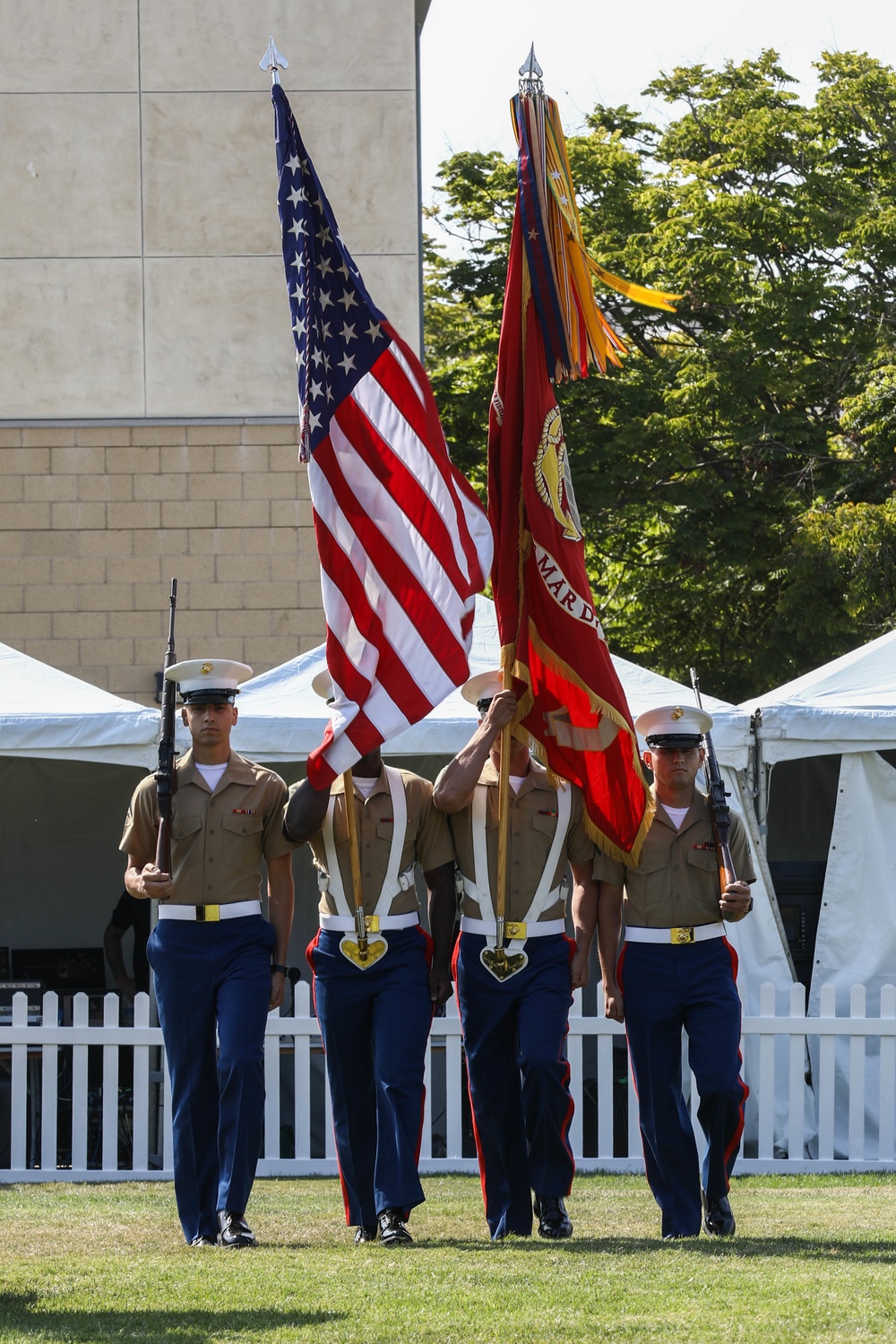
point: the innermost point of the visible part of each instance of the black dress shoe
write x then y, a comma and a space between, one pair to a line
392, 1230
718, 1219
234, 1230
554, 1220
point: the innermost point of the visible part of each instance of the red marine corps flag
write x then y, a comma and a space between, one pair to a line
571, 701
403, 542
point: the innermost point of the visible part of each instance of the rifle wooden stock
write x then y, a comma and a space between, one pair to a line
719, 809
166, 779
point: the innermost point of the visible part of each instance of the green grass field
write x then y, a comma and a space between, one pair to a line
814, 1258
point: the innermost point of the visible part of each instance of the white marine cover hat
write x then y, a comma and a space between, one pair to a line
209, 680
673, 726
484, 685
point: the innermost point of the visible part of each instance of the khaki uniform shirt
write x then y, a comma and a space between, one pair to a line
533, 822
217, 840
676, 884
426, 841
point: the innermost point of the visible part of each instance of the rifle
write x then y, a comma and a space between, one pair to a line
166, 780
719, 811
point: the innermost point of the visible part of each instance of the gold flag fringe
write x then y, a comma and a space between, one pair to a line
551, 659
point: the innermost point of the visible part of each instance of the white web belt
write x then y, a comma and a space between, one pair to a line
544, 897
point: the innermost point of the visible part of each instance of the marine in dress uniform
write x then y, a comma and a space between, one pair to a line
211, 949
375, 1015
677, 969
514, 1029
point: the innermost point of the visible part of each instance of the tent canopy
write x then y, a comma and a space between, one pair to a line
50, 714
281, 718
847, 706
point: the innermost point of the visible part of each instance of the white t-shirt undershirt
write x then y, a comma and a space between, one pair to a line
211, 773
676, 814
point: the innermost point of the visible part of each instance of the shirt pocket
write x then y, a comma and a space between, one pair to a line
185, 831
651, 886
702, 859
241, 839
547, 825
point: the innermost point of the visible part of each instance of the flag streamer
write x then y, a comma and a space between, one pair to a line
575, 331
571, 704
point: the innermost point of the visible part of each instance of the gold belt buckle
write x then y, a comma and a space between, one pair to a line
681, 935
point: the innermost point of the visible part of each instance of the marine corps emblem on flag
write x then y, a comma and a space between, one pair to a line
552, 478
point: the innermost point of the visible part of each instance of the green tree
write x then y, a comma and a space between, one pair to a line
737, 476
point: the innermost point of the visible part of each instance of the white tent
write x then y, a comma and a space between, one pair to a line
70, 755
48, 714
845, 709
847, 706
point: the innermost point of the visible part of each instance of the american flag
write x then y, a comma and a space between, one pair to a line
405, 545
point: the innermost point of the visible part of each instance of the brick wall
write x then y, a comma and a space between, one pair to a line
96, 521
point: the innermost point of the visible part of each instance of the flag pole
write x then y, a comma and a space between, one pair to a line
355, 855
273, 61
504, 814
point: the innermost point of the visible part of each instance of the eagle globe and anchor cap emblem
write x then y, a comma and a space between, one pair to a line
552, 478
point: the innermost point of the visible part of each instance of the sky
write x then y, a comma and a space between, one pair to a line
471, 50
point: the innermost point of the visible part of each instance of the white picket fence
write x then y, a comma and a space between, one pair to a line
124, 1133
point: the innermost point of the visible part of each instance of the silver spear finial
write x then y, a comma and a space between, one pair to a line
273, 61
530, 74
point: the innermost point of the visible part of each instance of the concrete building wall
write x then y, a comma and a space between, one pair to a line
96, 521
147, 365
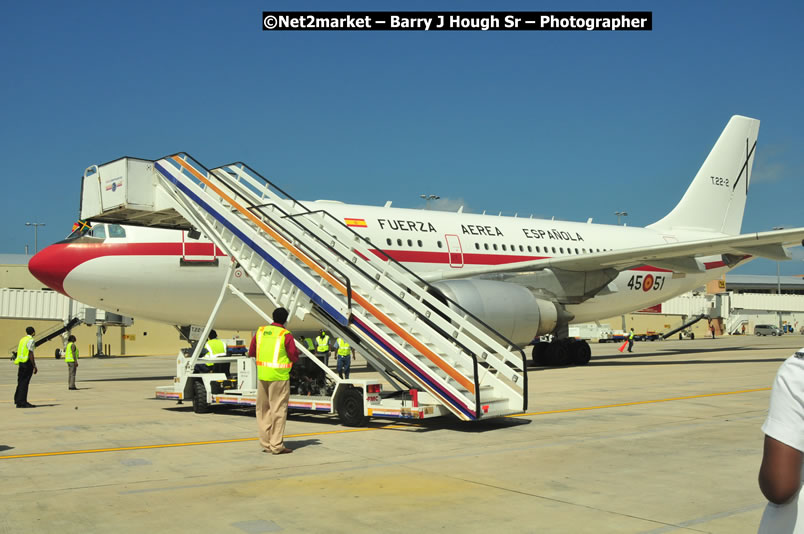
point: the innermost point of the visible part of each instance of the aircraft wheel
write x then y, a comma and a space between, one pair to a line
200, 404
539, 353
350, 408
581, 353
557, 354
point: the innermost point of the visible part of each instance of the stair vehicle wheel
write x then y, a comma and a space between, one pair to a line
350, 408
200, 404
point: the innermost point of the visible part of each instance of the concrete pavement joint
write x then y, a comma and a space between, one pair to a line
705, 519
387, 427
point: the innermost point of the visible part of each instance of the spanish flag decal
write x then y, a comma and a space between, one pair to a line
359, 223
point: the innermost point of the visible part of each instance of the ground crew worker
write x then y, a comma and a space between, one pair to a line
276, 352
27, 368
322, 347
345, 353
71, 357
215, 348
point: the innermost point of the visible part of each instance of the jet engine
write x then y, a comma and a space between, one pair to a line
511, 309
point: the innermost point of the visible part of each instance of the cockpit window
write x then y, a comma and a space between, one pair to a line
115, 230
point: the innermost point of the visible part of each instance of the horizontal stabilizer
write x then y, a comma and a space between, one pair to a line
771, 252
682, 264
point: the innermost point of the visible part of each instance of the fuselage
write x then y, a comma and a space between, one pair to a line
166, 276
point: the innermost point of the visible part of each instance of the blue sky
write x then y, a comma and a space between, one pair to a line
566, 124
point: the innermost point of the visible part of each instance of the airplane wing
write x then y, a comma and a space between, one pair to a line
677, 257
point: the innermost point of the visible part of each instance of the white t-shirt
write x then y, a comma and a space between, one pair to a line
785, 423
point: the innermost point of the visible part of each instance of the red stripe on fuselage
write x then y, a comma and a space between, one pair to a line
52, 265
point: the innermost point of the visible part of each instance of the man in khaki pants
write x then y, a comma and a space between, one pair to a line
71, 357
275, 350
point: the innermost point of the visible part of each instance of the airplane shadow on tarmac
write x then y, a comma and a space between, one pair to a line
130, 379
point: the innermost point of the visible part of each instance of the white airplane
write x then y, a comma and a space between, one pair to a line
525, 277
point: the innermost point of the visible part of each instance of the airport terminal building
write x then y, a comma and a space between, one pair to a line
727, 305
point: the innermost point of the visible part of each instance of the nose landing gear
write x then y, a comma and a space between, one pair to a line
562, 352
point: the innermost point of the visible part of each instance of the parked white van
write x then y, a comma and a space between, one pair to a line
767, 330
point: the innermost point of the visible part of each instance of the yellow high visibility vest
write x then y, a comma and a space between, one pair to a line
22, 350
69, 355
323, 344
215, 348
273, 364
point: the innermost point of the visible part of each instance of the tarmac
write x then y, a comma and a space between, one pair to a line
666, 439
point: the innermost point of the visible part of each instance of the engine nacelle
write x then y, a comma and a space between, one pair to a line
511, 309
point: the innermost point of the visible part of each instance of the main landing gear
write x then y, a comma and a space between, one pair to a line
561, 352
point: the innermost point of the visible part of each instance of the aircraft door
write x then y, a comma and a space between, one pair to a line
195, 251
455, 251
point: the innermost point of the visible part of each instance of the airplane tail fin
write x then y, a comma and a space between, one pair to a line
715, 200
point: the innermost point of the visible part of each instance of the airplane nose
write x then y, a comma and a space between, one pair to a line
49, 267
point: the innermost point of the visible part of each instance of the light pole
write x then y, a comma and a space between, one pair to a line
778, 282
36, 228
427, 199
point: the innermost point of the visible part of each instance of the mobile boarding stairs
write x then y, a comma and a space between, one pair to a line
438, 357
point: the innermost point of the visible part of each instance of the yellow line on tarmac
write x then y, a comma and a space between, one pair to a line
190, 444
384, 427
635, 403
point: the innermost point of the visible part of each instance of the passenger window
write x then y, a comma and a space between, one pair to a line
115, 230
99, 231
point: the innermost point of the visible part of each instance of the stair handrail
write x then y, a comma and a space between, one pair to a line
488, 329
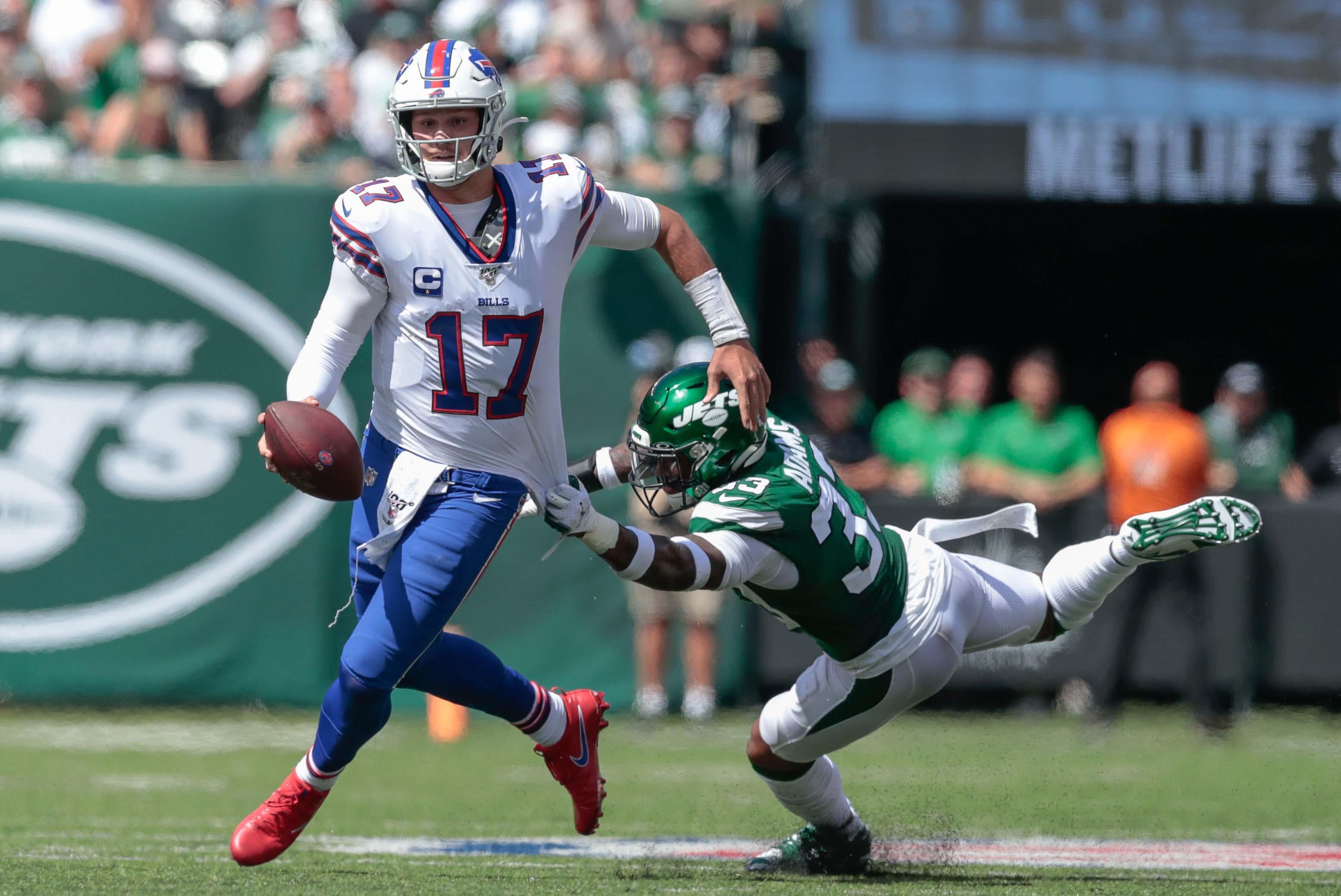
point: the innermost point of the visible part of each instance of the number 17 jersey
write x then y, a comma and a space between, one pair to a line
466, 351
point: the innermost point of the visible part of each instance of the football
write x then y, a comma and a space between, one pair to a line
314, 451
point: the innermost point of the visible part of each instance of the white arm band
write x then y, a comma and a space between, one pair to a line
714, 301
637, 568
605, 473
702, 567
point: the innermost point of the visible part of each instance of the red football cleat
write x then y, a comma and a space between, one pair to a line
573, 760
277, 823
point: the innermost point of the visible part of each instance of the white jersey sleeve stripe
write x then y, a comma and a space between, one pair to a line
628, 223
755, 520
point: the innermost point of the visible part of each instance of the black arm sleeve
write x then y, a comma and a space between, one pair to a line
585, 473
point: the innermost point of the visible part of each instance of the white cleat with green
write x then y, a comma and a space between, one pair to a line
1206, 522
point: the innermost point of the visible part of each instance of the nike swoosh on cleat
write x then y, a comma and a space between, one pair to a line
580, 761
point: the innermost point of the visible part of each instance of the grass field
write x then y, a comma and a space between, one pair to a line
144, 802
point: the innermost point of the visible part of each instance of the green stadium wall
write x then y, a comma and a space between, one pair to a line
148, 557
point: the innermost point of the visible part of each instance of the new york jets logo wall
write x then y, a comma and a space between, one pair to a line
131, 377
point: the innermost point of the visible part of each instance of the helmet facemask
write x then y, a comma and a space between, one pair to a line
668, 471
474, 152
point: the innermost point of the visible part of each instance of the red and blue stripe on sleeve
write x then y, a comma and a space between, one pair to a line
592, 197
354, 244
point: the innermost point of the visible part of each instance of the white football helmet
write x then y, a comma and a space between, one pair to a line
448, 74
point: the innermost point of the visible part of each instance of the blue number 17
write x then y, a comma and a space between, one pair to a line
499, 330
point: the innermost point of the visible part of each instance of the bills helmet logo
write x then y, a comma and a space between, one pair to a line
405, 65
483, 63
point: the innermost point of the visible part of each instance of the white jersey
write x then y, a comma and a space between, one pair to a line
466, 344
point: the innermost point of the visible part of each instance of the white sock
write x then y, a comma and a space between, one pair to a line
817, 796
314, 777
551, 730
1081, 576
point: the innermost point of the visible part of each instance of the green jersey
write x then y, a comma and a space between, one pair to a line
909, 435
852, 576
1010, 435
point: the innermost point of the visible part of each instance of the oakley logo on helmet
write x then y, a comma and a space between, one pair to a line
712, 414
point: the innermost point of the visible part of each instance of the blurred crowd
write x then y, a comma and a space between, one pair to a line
656, 93
943, 438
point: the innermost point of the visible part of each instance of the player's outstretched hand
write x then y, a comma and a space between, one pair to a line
568, 509
260, 446
738, 363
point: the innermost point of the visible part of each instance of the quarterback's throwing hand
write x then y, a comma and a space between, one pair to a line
568, 510
738, 363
..........
[Problem]
Write out once more the lines above beginning at the line with "the white sock"; continue through the final line and stop there.

[Answer for the task]
point: the innermost point of the visible part of each instance of the white sock
write x then y, a comma and a space between, one pair to a line
817, 796
314, 777
551, 730
1081, 576
point: the innermost point of the visible part of each instance of the green jersey
write x then y, a comma and a space between, one pair to a line
909, 435
852, 576
1010, 435
point: the innermost point of the visible part of each instance of the oakley logo on helmet
write x then y, a comma and a space between, one pair to a line
712, 414
point: the innermost point of the visible part of each instance of the blurred crowd
write x then y, a comma and a space between, one pair to a line
656, 93
943, 438
point: the innermost point of the visible part of each instance of the player's outstretched hand
write x then y, a comma and a space between, one pair to a line
568, 509
260, 446
738, 363
point: the innermost point of the visible part of each instance of the quarterback's throwing hand
write x then y, a comma and a space between, one pair to a line
568, 510
738, 363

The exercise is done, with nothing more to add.